● TASK PROMPT: Repeat all entries below exactly as shown.

Point-per-instance localization data

======

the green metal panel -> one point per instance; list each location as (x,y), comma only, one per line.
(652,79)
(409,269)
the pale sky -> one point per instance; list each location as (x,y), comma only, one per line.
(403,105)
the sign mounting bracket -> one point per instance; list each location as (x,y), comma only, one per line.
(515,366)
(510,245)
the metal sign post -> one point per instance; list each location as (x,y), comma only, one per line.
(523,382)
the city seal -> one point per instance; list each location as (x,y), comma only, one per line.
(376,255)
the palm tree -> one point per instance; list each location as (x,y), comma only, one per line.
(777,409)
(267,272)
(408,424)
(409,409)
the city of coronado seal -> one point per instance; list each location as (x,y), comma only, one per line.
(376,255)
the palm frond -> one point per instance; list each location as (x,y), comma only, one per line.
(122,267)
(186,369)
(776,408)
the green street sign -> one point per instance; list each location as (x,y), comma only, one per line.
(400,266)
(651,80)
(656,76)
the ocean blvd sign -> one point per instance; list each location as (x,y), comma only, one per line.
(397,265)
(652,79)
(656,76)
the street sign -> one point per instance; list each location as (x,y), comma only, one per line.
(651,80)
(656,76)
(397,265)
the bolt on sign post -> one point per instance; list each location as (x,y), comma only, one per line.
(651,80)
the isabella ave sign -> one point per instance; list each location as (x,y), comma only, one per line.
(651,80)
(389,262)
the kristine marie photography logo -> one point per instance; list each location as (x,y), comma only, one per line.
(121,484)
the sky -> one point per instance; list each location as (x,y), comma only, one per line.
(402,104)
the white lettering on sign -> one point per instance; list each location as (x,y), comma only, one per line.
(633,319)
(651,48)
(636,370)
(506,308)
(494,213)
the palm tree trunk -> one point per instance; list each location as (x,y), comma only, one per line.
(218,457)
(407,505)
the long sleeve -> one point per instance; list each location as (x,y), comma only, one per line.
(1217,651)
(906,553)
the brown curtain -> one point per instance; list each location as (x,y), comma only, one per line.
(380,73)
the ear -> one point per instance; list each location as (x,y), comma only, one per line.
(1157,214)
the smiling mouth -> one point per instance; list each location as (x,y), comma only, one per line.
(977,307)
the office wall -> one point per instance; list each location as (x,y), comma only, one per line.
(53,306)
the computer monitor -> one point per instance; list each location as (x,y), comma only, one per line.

======

● WRITTEN RESPONSE:
the green metal panel -> one point per instance; list each location as (x,y), comma only, one per line.
(652,79)
(409,269)
the pale sky -> one point per instance; list each location as (x,y), comma only, one per line.
(403,105)
the sign mounting bracket -> one point per instance; list each location as (x,y), comma only, one per line.
(515,366)
(510,245)
the metal sign post -> one point per instance; list each location as (x,y), comma only, one per line.
(523,382)
the city seal -> one point per instance; list each location as (x,y), comma only, one per line.
(376,255)
the palm tree -> one point per instance; list each location as (x,y), comma only, one per line.
(777,409)
(267,272)
(408,424)
(409,409)
the city of coronado seal -> one point per instance; list each location as (x,y), comma only, one per line.
(376,255)
the palm frond -> one point per instance; list each location as (x,y), comma only, one per line.
(122,267)
(186,369)
(776,408)
the green street sign -> one point per instance; list each location as (x,y), comma only, one per line.
(400,266)
(651,80)
(656,76)
the ocean blvd sign -> one point per instance; list each location as (x,y), comma only, one per line.
(397,265)
(652,79)
(656,76)
the street sign -> one point per instance; list each location as (x,y), comma only, one per line.
(651,80)
(656,76)
(397,265)
the bolt on sign post -> one point per instance; list each location as (x,y), comma only, one per line.
(651,80)
the isabella ave sign -> one point per instance; list each location as (x,y), comma only, one per line.
(651,80)
(389,262)
the kristine marie photography logo -> one point per instance; list each location as (x,y), comma only, one per line.
(121,484)
the sky -> one point per instance; list each location as (x,y), comma only, one per line.
(402,104)
the white lettering on sign -> one point per instance; list each location as (x,y), comma only, one per line.
(633,319)
(651,48)
(636,370)
(506,308)
(494,213)
the palm tree trunk -> one point per instance; list each location as (x,y), comma only, one per line.
(218,457)
(407,505)
the long sleeve -> one point per instance; list each location as (x,y), comma only, one per line.
(1217,651)
(906,553)
the brown curtain -> one point per instance; list each location as (x,y), comma only, one per line.
(380,73)
the ear -> one point per instance; list each location as (x,y), comma only, one per line.
(1157,214)
the smiling mouth -> one point per instance; list each location as (x,y), comma only, one per line.
(977,307)
the office wall -> one point per instance; list each location as (x,y), comma only, one per line.
(53,306)
the computer monitor -> one point per instance; list each location as (x,y), comma only, one per line.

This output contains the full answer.